Results: We genotyped nine microsatellite markers spanning 23.22 cM centered at CTLA4

(Table 1 and Fig 1.). The result of two-point non-parametric linkage analysis (Table 1) using SIBPAL of SAGE program demonstrated increased allele sharing at the D2S2387 (0.531), CTLA4 (0.546) and D2S155 (0.547) markers, with the P value of 0.050, 0.052 and 0.018, respectively. The multipoint NPL score, calculated from the GENEHUNTER program, showed positive finding around the CTLA4 marker, and peaked (NPL score: 1.57, P = 0.047) at the CD28 marker, which is only 0.13 cM upstream to the CTLA4 gene (Fig 1.).

» **Activities**
**1.** Condense the paragraph of the linkage analysis results that begins "Results: We genotyped nine microsatellite markers" into a bulleted list that keeps its main facts.
**2.** Answer these questions from the linkage analysis results, one line each:
(a) How many centimorgans did the genotyped markers span?
(b) Which program was used to calculate the multipoint NPL score?
(c) At which marker did the multipoint NPL score peak?
**3.** Resume the linkage analysis results after their final sentence.
The saved data entries have no role in this work.

Saved data entries:
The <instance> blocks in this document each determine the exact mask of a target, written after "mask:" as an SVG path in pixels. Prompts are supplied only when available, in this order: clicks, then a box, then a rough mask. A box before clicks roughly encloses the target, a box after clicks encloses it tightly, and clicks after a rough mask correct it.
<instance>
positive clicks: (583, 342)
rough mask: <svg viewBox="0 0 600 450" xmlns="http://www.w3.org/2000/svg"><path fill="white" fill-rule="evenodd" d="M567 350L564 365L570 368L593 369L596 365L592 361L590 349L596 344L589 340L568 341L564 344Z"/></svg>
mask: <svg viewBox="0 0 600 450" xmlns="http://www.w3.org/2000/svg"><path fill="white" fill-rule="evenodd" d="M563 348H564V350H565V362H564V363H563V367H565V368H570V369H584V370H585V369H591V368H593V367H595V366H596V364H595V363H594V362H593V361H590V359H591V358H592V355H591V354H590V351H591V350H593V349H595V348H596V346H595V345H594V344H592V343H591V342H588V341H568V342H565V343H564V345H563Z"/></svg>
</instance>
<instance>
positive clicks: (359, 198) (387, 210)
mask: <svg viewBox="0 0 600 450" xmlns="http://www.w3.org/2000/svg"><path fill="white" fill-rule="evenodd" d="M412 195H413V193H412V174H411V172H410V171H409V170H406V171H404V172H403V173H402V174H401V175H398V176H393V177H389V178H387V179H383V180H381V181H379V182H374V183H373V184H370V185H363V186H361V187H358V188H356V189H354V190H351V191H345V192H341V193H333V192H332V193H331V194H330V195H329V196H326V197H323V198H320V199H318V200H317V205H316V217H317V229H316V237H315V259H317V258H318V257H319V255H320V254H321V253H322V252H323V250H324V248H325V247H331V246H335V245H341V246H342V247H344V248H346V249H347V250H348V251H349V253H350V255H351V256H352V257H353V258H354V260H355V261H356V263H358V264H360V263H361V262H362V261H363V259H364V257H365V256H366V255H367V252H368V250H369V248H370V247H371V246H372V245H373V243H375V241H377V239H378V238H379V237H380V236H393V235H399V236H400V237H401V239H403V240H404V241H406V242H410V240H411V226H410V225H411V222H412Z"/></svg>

» **Answers for the tasks**
**1.**
- Nine microsatellite markers spanning 23.22 cM, centered at CTLA4, were genotyped.
- Two-point non-parametric linkage analysis with SIBPAL (SAGE program) showed increased allele sharing at D2S2387 (0.531, P = 0.050), CTLA4 (0.546, P = 0.052) and D2S155 (0.547, P = 0.018).
- The multipoint NPL score from GENEHUNTER was positive around the CTLA4 marker.
- The score peaked at the CD28 marker (NPL score 1.57, P = 0.047), only 0.13 cM upstream of the CTLA4 gene.

**2.**
(a) 23.22 cM
(b) GENEHUNTER
(c) The CD28 marker

**3.**
Based on the above findings, we chose seven SNPs (2 at the CD28 and 5 at the CTLA4) for further genotyping (Table 2). These seven SNPs and a dichotomized microsatellite marker at 3’ UTR region of the CTLA4 gene (Table 2) were used in the family-based association test with FBAT program. One SNP in the promoter region of CTLA4 (CTLA4_–1722_T/C) demonstrated an over-transmission of C allele (P=0.031) to GD patients (Table 2). Another SNP in the first exon of CTLA4 (CTLA4_+49_G/A) also showed marginal over-transmission of G allele (P = 0.060) to GD patients. There was no evidence of association between CTLA4_CT60_G/A SNP and GD in our analyses.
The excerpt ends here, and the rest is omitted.